• [Task item]:
Quote the passage from the Tuloy Foundation article between "Two years later, Tuloy" and "Welfare and Development.", inclusive.

• [Text block]:
------------------------------------------------
Tuloy Foundation
- Formation: 1993; 33 years ago
- Founder: Marciano Evangelista
- Founded at: Makati
- Type: Nonprofit
- Affiliations: Salesians of Don Bosco
- Website: www.tuloyfoundation.online

= Tuloy Foundation =

Filipino children's charity

The Tuloy Foundation, Inc. is a Philippine charitable organization focused on the marginalized youth. It was founded in 1993 by Marciano G. Evangelista of the Salesians of Don Bosco.

== History ==
The Tuloy Foundation was founded in 1993 by Salesian priest Rocky Evangelista in a small room at the St. John Bosco Parish Compound in Makati, Metro Manila with 12 children under its care. Evangelista after a meeting with his religious order, the Salesians of Don Bosco where he committed to head a project for street children, established a center with 10 lay volunteers. He also coordinated with researchers from the University of the Philippines to learn to organize programs and services for children. Envangelista envisioned a Streetchildren Village which would cater to a more larger population.

Two years later, Tuloy received funding to construct a 3.5-storey building within the compound in Makati. The new building had complete facilities including dorms, study area, dining room, and kitchen. It was able to accommodate up to 130 children at a time.

With the help and approval of the Department of Education, Tuloy designed a curriculum especially for street children. In 1997, Tuloy opened a school able to accommodate a maximum of 230 students. In 2001, Tuloy moved to a 4.5-hectare Streetchildren Village in Alabang, Muntinlupa leased from the Department of Social Welfare and Development.

== Social programs ==
Tuloy Foundation organizes various programs catered to street children and other marginalized youth. As a residential care institution, it also provides shelter to children in its dormitories each with its own "head of house" who serves as a parental figure to the dormitories' resident children.

===Education===
The Tuloy Foundation offers a non-traditional curriculum for the youth approved by the Department of Education. It uses Alternative Learning System (ALS) modules for its education program.

===Sports===
Tuloy is also involved in football and futsal. Many of its youth were part of the Philippines' squad for the Homeless World Cup and Street Child World Cup. Some were part of the Philippine youth national football teams for both boys and girls, and some members of the defunct United Football League, which was the top-flight football league in the country. Tuloy also fielded teams in the Philippines Football League, Tuloy F.C., and the PFF Women's League, Tuloy F.C. (women). The foundation also has its own artificial football pitch, known as the XO Field for Extraordinary Kids, and a futsal center at its Tuloy sa Don Bosco branch.

==Affiliations==
The Tuloy Foundation is registered as a non-government, not-for-profit organization with the Philippine Securities and Exchange Commission in 1996 and is licensed and accredited by the Department of Social Welfare and Development to “provide residential care services for disadvantaged children and youth”. It also affiliated with the Salesians of Don Bosco.

== Tuloy centers ==
- Tuloy Oasis Nature Therapy Campsite - Nature therapy campsite located in Borlongan, Magdalena, Laguna
- Tuloy sa Don Bosco Streetchildren Village - A 4.5-hectare property in Elsie Gaches Village Compound in Alabang
- Tuloy sa Bahay Bata Angeles City, Pampanga

== Awards ==
- Tuloy Foundation received the 3rd Consuelo Awards of Highest Excellence for outstanding service to the streetchildren of the Philippines.
------------------------------------------------
• [Photo-based referring expression data]:
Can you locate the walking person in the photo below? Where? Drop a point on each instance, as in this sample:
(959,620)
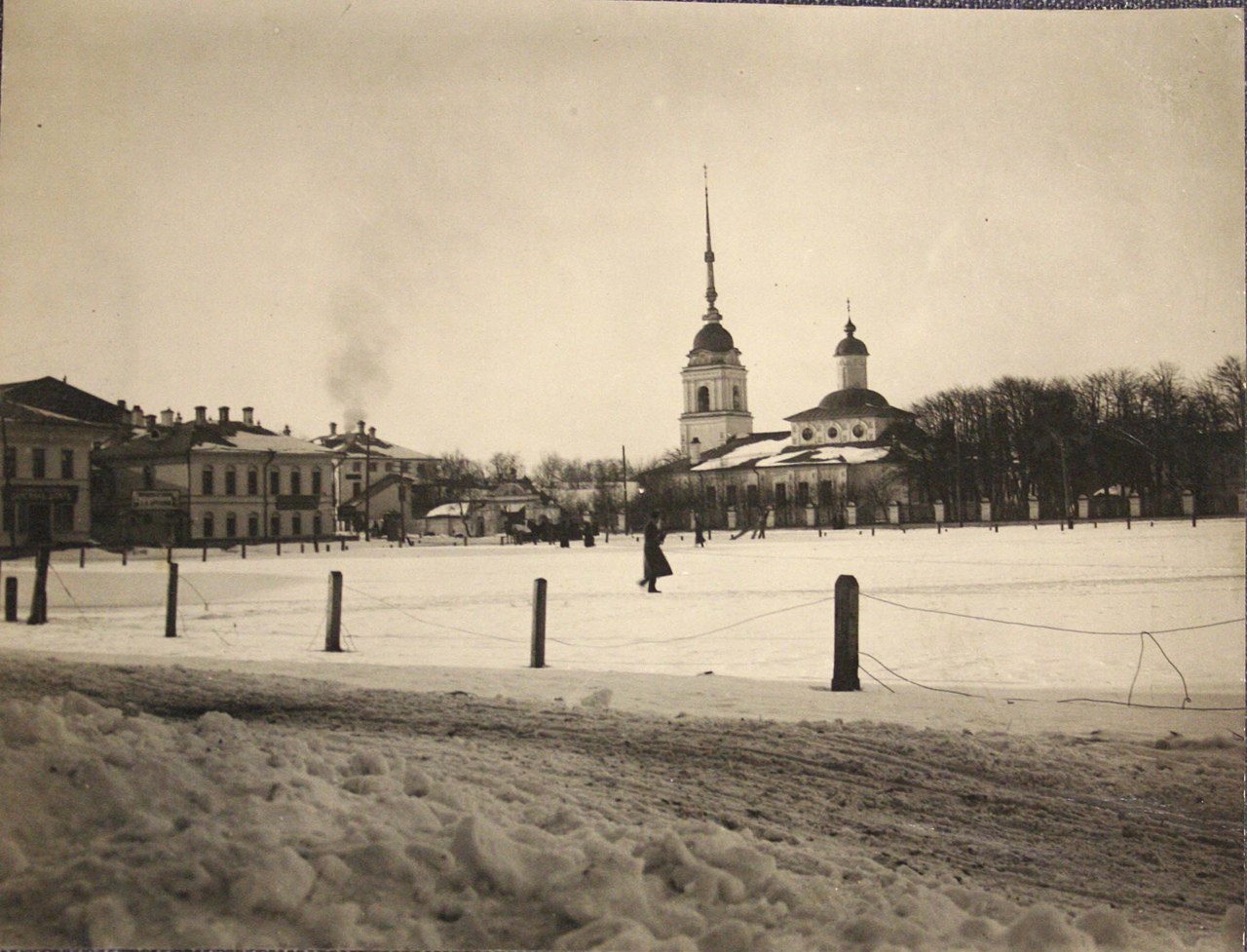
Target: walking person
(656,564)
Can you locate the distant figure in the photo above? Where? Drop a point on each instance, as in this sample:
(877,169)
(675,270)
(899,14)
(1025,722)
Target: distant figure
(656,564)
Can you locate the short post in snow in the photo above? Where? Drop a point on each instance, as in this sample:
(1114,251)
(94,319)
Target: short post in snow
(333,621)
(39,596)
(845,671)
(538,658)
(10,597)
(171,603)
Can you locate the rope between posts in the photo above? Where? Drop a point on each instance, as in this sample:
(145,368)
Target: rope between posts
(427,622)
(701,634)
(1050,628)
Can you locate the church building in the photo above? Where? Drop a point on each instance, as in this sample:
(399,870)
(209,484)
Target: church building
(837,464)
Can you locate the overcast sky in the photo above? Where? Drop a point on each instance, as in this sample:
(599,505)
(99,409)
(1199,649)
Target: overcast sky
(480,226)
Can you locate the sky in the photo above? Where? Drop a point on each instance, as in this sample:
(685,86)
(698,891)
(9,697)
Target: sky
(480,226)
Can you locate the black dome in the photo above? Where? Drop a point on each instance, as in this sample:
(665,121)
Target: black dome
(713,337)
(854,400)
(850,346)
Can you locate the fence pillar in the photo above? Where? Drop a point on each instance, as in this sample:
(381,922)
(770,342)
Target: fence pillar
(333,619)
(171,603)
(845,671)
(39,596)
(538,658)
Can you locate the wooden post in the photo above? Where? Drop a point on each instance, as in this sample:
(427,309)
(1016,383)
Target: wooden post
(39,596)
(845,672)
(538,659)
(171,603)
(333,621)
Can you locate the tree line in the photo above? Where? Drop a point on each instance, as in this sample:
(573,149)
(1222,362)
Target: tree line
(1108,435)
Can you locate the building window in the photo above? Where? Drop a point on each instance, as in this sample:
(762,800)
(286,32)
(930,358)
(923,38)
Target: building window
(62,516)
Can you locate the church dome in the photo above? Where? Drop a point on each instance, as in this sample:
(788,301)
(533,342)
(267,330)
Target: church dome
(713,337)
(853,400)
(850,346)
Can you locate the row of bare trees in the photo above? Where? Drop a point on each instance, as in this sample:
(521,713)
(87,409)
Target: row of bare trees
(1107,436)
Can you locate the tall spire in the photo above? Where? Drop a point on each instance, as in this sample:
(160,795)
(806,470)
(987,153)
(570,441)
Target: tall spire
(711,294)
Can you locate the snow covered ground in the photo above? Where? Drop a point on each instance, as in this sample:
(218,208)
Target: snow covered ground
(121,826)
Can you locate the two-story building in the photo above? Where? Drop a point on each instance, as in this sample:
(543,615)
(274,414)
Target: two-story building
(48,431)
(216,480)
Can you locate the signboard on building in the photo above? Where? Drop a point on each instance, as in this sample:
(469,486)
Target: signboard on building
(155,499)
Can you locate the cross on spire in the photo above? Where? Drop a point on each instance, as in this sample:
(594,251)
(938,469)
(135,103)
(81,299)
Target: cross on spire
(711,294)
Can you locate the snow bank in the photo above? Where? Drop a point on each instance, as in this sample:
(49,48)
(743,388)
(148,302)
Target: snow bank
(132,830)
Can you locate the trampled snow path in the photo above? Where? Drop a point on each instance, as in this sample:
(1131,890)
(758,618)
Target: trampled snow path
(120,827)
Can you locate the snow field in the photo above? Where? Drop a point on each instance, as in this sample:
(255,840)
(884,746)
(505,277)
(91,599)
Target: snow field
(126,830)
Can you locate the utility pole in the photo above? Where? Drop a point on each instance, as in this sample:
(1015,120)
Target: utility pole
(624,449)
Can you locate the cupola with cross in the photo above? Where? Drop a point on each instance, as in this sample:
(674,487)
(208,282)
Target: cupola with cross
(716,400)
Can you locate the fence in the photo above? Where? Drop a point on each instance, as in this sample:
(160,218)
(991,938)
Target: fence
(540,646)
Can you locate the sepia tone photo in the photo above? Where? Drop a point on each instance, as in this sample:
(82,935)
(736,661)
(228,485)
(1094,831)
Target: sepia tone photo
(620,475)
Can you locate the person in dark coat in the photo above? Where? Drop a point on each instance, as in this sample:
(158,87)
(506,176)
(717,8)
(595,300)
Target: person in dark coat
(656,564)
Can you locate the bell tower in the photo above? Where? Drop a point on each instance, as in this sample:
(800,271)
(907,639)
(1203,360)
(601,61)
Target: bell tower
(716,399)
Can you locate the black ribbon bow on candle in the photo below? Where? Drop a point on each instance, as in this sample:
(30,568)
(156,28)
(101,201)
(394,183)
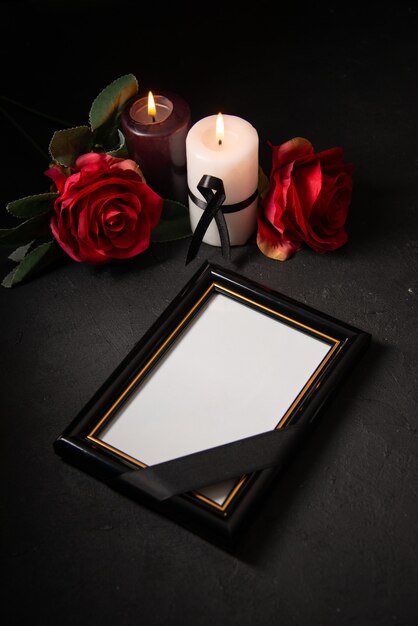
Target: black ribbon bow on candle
------------------------------------------------
• [Solved exercise]:
Two years later, Tuloy received funding to construct a 3.5-storey building within the compound in Makati. The new building had complete facilities including dorms, study area, dining room, and kitchen. It was able to accommodate up to 130 children at a time.

With the help and approval of the Department of Education, Tuloy designed a curriculum especially for street children. In 1997, Tuloy opened a school able to accommodate a maximum of 230 students. In 2001, Tuloy moved to a 4.5-hectare Streetchildren Village in Alabang, Muntinlupa leased from the Department of Social Welfare and Development.